START Source data
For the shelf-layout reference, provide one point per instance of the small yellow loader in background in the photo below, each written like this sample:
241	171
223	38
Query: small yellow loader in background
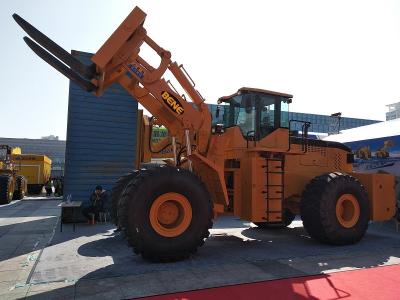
35	168
12	185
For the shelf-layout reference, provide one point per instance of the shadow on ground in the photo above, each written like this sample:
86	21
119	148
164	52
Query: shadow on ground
232	255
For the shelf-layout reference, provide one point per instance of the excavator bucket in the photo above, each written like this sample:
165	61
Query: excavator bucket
57	57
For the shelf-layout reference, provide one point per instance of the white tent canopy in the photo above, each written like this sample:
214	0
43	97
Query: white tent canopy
373	131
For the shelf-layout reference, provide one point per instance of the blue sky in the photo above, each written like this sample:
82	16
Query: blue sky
331	55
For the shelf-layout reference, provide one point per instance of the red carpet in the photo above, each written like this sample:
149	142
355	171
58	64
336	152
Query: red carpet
373	283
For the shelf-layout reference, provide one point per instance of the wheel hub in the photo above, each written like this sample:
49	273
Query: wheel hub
170	214
347	210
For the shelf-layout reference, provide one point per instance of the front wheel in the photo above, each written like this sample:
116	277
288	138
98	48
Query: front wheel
335	209
166	213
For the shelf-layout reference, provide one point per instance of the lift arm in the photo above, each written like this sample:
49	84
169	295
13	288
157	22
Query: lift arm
118	61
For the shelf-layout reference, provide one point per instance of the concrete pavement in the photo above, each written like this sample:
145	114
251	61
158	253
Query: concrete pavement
94	262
END Source data
### What to produce
Because pictures are not wanted, give every entry above again exactly without them.

### Expected answer
For the shelf-layout reference, provide one point per instance of the small yellow loader in background in the photo below, each written like this sample:
241	171
223	38
Query: small yellow loader in background
35	168
12	185
For the shelf-layout reference, provide one point per instance of the shadow on ground in the photo above, each written like this sample:
86	21
119	148
164	52
Query: shadow on ground
232	255
For the shelf-layout reference, provide one point per instance of the excavator bucket in the photo above, each written like this sample:
165	61
Query: excavator bucket
57	57
For the shelf-layout reference, provide one point per instance of the white tent canopy in the photo above, each written like this sample:
214	0
43	97
Query: white tent canopy
373	131
For the shelf-layout reference, provide one point per instance of the blue sky in the photo above, each written like this sample:
82	16
Query: blue sky
331	55
For the shelf-layout reference, provide one point per instance of the red carpet in the photo above, each written like this sample:
149	142
355	171
58	64
336	152
Query: red carpet
373	283
For the shelf-layout reference, provide one point per instance of the wheel hub in the photo above, each written like this sample:
49	273
Query: wheel hub
170	214
347	210
For the shelf-layout reference, provide one point per instance of the front wheel in the photo above, each written like this sample:
116	277
288	138
98	48
Query: front wheel
335	209
166	213
For the shelf-layout reference, provide one point per instance of the lift arm in the photo above, each written like this sample:
49	84
169	295
13	288
157	22
Query: lift arm
118	61
For the shelf-layout reference, provide one point per instance of the concrete pavement in the photo above, each written like this sample:
145	114
251	61
158	253
Query: concrete pavement
94	262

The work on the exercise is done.